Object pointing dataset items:
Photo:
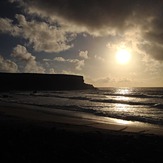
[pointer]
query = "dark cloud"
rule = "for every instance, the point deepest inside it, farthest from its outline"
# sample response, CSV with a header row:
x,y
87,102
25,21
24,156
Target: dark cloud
x,y
107,15
96,13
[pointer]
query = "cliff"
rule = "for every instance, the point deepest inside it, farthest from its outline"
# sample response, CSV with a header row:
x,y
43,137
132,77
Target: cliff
x,y
28,81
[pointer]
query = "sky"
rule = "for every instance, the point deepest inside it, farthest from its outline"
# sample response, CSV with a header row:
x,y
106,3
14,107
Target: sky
x,y
85,37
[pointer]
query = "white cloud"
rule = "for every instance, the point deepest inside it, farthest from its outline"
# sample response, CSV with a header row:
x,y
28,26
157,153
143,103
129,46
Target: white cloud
x,y
59,59
79,64
6,26
31,66
42,36
7,65
83,54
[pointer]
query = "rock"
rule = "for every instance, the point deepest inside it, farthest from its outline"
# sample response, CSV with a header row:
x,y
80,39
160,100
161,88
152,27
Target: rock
x,y
35,82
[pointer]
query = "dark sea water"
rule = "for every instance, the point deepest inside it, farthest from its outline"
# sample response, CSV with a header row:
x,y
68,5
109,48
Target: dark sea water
x,y
133,104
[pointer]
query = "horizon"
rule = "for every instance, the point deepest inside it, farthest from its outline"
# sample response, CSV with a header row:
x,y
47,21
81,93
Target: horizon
x,y
109,43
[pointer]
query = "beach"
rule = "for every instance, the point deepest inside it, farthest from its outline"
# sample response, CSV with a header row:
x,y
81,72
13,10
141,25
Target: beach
x,y
31,134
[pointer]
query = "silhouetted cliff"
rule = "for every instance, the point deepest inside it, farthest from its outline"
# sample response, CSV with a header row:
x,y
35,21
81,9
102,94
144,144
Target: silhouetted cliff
x,y
28,81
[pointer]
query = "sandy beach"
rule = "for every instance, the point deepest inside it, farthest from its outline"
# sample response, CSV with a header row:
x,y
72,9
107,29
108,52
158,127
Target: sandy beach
x,y
36,134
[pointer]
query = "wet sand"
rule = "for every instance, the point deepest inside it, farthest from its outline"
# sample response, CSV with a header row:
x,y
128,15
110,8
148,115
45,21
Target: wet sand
x,y
34,134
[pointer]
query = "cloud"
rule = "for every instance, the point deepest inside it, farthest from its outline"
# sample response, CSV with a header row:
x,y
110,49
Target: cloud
x,y
43,36
31,66
78,63
7,65
6,26
83,54
94,14
141,19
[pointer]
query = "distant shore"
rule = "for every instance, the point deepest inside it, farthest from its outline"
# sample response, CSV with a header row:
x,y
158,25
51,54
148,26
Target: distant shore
x,y
30,135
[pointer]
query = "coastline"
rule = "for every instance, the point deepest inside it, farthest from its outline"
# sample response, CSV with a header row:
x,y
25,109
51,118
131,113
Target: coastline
x,y
29,134
47,115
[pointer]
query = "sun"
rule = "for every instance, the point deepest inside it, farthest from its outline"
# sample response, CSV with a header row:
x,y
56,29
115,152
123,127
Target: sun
x,y
123,56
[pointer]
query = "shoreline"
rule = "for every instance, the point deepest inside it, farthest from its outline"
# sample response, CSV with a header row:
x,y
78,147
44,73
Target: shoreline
x,y
48,115
29,134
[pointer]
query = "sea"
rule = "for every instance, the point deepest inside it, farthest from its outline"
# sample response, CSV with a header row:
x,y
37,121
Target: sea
x,y
131,104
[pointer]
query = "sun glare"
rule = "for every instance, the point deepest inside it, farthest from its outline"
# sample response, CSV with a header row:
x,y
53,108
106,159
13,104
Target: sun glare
x,y
123,56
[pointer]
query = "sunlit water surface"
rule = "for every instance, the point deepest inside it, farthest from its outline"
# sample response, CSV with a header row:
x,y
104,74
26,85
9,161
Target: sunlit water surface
x,y
131,104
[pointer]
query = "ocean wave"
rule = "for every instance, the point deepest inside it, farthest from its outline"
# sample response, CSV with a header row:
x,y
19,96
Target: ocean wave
x,y
135,95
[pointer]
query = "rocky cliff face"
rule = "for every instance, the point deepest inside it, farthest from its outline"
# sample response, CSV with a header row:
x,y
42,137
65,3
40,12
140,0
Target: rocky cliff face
x,y
28,81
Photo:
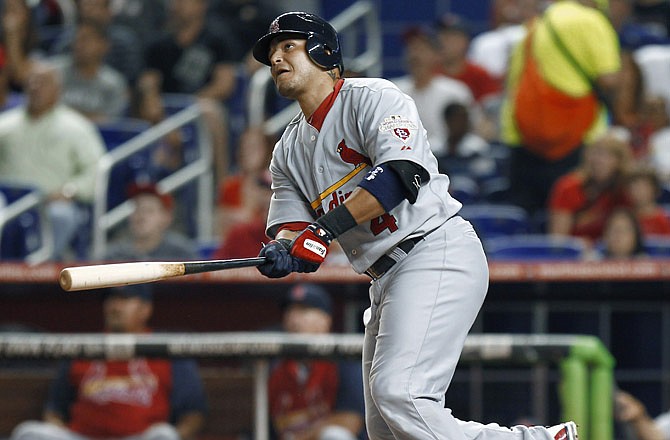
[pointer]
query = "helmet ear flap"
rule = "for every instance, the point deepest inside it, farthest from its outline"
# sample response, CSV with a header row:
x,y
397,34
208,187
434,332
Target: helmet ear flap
x,y
322,54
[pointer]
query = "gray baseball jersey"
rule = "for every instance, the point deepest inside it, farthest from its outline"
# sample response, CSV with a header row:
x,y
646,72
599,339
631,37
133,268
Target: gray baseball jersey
x,y
313,171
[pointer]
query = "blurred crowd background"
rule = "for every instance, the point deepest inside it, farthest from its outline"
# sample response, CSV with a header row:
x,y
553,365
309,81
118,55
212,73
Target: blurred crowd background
x,y
142,130
92,75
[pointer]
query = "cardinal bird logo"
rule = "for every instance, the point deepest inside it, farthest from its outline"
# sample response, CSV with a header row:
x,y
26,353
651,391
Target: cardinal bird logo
x,y
351,156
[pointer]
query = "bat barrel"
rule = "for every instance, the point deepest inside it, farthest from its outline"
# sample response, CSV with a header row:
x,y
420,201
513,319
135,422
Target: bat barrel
x,y
119,274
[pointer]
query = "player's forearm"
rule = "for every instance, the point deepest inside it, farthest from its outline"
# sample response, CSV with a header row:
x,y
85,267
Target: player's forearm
x,y
363,206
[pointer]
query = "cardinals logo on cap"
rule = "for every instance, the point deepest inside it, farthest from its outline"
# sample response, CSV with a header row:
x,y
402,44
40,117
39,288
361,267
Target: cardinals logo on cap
x,y
274,26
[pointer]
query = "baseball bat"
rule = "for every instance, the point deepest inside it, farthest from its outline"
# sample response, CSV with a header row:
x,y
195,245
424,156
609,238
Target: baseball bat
x,y
119,274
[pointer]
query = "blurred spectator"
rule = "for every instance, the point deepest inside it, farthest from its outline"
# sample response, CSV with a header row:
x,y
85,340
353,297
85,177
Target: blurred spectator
x,y
245,21
644,189
4,79
168,156
654,15
622,237
629,103
147,18
138,399
89,85
244,195
314,399
570,55
431,91
193,59
52,147
633,34
632,412
454,39
654,62
125,48
658,128
148,235
583,199
20,38
491,49
465,152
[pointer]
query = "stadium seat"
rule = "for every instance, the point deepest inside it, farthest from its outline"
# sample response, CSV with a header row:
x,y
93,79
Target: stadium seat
x,y
114,133
493,220
535,247
23,235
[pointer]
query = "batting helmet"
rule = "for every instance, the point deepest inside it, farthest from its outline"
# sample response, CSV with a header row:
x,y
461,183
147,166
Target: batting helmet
x,y
323,44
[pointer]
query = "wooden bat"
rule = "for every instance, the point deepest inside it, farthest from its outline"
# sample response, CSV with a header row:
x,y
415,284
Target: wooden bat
x,y
118,274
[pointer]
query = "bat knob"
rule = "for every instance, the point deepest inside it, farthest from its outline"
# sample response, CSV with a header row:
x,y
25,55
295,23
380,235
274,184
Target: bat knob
x,y
65,280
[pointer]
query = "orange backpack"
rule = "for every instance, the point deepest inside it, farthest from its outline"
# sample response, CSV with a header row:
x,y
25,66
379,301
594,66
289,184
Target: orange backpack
x,y
552,124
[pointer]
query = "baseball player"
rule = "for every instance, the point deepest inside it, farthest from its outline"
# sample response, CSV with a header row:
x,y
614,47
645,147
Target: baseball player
x,y
355,166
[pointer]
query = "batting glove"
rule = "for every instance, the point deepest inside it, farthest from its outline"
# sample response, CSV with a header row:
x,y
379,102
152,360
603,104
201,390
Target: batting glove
x,y
279,262
312,244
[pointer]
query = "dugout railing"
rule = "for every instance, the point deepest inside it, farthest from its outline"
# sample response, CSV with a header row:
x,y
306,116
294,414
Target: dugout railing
x,y
585,365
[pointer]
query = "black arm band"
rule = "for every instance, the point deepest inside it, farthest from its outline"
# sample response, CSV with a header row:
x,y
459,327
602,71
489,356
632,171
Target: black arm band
x,y
412,176
337,221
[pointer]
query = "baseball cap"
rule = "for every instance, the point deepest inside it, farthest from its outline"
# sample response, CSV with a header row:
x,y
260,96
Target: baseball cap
x,y
142,291
309,295
135,189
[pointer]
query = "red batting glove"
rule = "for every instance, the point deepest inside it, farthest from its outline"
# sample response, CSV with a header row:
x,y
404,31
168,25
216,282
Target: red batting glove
x,y
312,244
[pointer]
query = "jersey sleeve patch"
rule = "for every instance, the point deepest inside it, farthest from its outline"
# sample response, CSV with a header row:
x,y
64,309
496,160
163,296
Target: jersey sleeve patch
x,y
399,126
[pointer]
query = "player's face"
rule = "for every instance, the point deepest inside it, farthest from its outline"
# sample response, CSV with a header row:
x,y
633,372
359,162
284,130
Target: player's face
x,y
292,69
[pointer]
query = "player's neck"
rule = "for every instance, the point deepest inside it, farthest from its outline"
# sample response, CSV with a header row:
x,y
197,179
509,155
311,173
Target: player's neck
x,y
312,98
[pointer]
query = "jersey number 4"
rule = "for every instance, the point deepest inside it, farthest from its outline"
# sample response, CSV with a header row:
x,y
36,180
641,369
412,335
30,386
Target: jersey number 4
x,y
385,221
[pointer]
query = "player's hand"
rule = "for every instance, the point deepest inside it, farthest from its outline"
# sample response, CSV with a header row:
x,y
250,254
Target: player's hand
x,y
279,262
312,244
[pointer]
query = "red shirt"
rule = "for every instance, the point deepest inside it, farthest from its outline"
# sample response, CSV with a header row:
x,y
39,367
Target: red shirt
x,y
119,398
568,194
300,394
478,79
656,223
230,191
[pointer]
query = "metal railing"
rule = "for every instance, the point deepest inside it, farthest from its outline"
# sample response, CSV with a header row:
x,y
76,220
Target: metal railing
x,y
367,62
199,170
584,363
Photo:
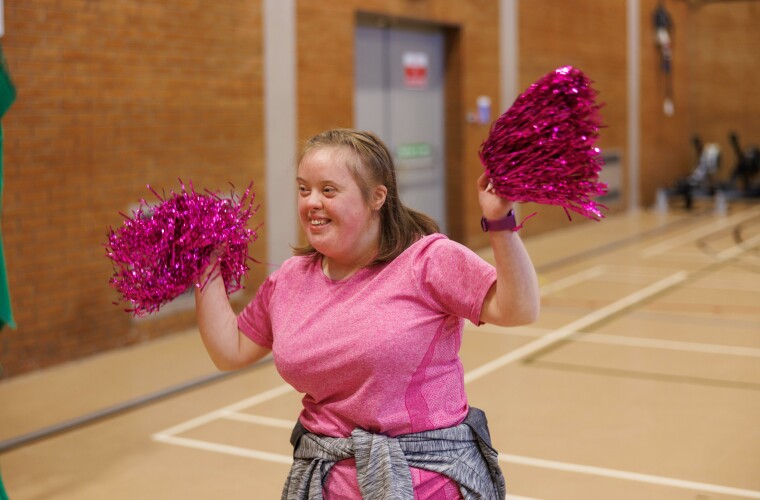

THE EXERCISE -
Which lines in the items above contain the word "cloud"? Show each of them, copied in full.

FULL ANSWER -
query = "dark cloud"
Target: dark cloud
query = "white cloud"
Target: white cloud
query = "cloud"
Target: cloud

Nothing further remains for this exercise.